## To do
Your response should be an exact reproduction of the data below, beginning at the line containing "written like (65,28)." and ending with the final line.

(Input records)

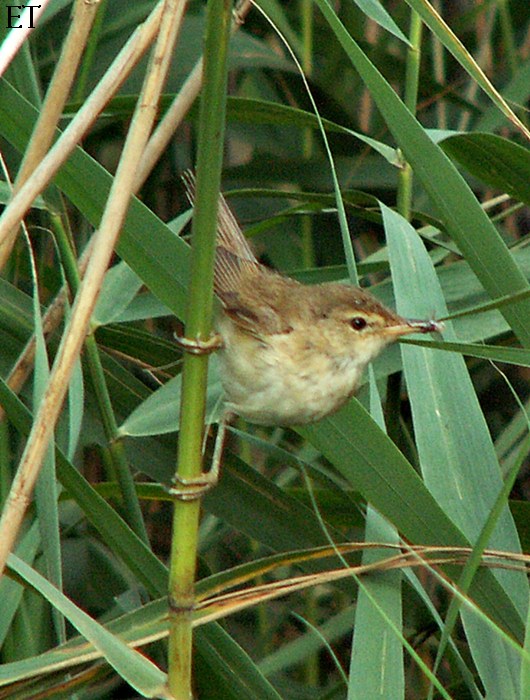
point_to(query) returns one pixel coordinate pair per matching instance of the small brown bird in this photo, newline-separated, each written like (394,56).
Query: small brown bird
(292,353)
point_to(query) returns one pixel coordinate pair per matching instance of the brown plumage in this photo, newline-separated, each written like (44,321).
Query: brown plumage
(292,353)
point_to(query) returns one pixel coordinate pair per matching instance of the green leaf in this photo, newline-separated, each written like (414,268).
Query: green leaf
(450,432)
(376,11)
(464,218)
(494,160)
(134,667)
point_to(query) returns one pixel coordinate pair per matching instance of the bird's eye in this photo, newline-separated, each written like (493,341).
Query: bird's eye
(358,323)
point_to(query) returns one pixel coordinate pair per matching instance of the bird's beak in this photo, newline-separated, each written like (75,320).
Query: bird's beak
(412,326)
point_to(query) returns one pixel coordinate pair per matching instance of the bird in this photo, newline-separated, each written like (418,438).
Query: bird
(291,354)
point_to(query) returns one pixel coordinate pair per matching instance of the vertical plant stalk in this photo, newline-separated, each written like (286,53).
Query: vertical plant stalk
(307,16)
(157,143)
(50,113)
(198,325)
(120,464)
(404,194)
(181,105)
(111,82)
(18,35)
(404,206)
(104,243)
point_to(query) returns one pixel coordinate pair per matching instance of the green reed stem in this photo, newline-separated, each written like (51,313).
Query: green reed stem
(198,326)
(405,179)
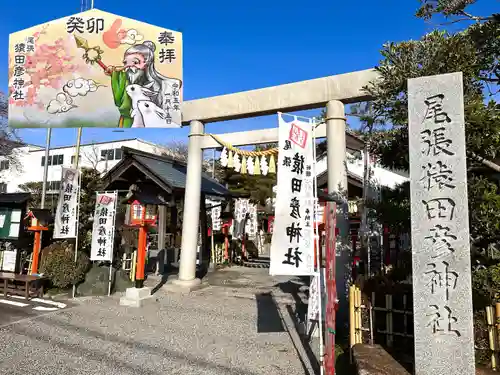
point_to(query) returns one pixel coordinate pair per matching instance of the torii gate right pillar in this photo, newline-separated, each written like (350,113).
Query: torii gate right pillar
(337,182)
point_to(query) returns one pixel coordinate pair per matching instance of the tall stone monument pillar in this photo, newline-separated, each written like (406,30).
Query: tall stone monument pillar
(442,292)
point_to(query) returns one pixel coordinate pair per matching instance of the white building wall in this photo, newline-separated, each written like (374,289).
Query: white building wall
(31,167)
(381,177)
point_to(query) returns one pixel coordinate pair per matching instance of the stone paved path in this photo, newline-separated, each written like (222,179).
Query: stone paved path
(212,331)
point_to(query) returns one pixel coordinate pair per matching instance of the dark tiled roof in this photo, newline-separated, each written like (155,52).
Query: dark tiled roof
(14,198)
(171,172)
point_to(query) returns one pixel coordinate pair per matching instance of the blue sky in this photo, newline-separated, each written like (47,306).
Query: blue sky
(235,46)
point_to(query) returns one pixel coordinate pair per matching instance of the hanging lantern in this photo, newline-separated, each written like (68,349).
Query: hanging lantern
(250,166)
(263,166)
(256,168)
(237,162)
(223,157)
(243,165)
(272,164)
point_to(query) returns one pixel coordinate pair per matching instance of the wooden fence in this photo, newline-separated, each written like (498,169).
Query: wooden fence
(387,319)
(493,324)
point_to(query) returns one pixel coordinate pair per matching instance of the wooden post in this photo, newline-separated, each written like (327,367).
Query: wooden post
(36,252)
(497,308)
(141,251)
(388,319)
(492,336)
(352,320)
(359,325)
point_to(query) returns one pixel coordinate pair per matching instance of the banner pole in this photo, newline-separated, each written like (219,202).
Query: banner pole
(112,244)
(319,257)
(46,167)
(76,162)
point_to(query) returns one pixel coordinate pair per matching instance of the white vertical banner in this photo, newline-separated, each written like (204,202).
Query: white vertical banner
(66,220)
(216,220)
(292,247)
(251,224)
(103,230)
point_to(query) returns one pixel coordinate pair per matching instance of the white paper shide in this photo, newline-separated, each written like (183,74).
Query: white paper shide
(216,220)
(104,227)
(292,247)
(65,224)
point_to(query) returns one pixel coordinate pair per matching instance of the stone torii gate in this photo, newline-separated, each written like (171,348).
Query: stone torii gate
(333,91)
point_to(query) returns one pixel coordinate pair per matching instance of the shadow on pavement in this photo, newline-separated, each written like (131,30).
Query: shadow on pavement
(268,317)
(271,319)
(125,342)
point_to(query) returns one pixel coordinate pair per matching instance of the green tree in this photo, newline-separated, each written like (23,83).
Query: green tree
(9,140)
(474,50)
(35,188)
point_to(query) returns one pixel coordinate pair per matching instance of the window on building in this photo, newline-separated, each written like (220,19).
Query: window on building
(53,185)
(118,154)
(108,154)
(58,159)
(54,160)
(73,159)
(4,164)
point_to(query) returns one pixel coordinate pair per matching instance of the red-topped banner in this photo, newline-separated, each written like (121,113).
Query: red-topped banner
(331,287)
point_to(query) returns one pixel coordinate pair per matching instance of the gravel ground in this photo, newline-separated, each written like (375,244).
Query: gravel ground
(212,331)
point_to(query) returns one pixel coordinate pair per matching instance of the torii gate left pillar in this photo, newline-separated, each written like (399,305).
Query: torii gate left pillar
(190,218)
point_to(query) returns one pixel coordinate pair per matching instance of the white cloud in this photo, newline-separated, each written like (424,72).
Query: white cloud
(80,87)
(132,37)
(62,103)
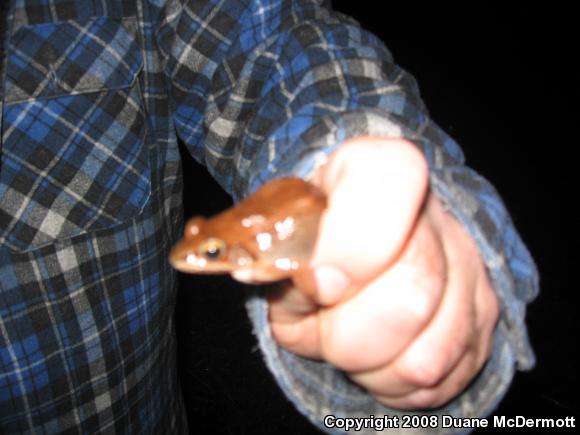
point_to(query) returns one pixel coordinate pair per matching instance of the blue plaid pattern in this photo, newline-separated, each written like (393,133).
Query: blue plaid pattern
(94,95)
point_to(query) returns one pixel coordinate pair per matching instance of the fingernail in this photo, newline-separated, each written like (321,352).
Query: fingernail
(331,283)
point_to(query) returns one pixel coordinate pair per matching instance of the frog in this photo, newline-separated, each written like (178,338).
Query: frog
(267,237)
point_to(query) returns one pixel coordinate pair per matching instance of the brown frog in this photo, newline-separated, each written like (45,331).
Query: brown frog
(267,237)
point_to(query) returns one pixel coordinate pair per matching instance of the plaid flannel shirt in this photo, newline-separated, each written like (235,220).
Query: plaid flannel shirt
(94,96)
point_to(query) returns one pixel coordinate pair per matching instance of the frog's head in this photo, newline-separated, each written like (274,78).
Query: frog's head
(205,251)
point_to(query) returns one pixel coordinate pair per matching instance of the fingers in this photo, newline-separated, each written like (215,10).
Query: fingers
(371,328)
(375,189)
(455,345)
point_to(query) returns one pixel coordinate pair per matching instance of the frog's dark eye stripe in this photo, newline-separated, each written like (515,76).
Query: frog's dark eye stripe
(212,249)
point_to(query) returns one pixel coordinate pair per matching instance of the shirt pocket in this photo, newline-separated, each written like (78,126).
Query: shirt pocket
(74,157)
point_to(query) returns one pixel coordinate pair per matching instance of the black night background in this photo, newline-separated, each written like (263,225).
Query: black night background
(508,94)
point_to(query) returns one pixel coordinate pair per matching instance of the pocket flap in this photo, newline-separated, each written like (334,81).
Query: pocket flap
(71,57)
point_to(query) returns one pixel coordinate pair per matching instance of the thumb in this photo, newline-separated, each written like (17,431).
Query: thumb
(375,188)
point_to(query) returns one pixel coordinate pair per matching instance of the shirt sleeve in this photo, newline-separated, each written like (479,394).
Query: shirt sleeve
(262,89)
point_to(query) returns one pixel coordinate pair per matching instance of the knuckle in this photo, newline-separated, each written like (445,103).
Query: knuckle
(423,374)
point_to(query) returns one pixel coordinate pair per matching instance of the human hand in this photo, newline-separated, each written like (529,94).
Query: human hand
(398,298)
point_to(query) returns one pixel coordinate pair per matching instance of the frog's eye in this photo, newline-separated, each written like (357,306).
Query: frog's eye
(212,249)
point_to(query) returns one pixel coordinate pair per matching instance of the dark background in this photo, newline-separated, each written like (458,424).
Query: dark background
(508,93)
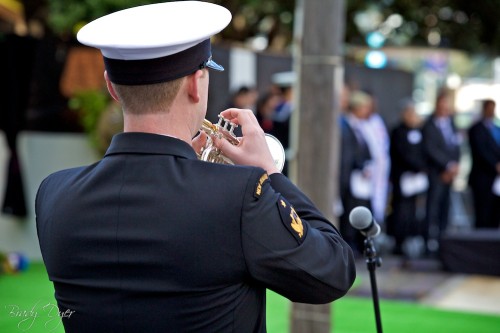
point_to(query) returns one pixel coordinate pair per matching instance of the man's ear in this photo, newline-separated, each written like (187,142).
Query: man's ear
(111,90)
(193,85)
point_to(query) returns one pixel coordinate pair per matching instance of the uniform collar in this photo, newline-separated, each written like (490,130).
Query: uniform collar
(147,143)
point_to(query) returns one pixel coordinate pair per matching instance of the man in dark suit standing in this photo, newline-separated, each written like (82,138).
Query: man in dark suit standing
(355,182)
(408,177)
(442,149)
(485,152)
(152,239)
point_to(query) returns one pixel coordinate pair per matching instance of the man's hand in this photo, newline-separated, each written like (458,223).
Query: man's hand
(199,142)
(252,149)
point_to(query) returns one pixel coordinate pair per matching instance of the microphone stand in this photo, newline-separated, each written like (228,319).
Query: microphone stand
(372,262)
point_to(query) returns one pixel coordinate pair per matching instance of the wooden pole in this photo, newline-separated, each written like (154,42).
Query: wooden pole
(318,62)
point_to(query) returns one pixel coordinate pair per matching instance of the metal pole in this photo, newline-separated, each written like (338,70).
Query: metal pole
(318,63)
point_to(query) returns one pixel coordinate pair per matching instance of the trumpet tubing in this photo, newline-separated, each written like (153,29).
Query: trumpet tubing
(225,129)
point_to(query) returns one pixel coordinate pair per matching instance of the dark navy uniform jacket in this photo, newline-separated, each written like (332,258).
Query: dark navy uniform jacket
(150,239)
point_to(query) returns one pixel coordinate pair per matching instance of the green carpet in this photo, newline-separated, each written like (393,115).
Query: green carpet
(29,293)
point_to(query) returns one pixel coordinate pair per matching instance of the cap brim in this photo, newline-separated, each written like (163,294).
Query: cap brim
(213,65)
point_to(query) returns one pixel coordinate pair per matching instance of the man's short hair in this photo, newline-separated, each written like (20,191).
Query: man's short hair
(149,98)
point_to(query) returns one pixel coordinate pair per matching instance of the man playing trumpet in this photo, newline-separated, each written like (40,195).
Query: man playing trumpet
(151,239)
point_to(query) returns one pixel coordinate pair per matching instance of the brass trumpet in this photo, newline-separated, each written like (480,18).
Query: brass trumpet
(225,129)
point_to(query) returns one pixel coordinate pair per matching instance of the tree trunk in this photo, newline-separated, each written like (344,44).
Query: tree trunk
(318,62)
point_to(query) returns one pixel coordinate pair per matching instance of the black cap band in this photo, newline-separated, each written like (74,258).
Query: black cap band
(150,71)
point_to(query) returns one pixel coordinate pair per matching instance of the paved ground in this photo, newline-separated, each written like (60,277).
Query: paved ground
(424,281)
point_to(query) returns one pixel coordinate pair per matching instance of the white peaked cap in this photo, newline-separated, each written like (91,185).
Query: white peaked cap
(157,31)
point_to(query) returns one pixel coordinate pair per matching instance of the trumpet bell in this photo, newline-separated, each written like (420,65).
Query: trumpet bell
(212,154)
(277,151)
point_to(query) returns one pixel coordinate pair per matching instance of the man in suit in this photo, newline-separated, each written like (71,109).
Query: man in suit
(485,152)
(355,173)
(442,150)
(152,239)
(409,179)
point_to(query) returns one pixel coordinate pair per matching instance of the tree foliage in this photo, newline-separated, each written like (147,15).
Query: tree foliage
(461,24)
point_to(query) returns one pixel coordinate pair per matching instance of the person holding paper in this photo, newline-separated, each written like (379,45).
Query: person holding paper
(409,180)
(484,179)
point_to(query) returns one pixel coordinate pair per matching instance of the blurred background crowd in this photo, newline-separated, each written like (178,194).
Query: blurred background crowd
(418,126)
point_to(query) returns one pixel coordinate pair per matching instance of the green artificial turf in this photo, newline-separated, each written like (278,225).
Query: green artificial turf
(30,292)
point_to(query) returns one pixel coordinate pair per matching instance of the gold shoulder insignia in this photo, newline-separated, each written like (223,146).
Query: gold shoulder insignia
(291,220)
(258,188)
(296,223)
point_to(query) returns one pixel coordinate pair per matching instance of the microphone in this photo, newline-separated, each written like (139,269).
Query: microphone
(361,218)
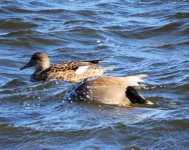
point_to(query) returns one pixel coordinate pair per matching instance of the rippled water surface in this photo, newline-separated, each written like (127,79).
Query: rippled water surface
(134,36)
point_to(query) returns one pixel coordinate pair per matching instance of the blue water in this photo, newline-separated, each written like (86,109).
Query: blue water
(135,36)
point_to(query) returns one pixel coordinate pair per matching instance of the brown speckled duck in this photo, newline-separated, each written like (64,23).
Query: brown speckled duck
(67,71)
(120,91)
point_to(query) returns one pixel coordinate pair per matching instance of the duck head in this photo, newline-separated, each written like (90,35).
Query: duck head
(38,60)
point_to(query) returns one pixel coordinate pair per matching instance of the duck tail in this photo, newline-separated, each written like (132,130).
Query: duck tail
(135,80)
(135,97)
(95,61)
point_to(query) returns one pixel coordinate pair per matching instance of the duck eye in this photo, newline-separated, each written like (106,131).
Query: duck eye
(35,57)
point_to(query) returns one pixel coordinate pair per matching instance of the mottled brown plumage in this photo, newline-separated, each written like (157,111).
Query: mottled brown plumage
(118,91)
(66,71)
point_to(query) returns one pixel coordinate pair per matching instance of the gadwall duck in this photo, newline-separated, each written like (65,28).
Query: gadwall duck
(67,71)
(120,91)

(End Input records)

## Result
point_to(query) returns one pixel coordinate pair per matching instance of the gadwall duck in this photo, newline-separated, each written like (65,28).
Query: gadwall duck
(67,71)
(120,91)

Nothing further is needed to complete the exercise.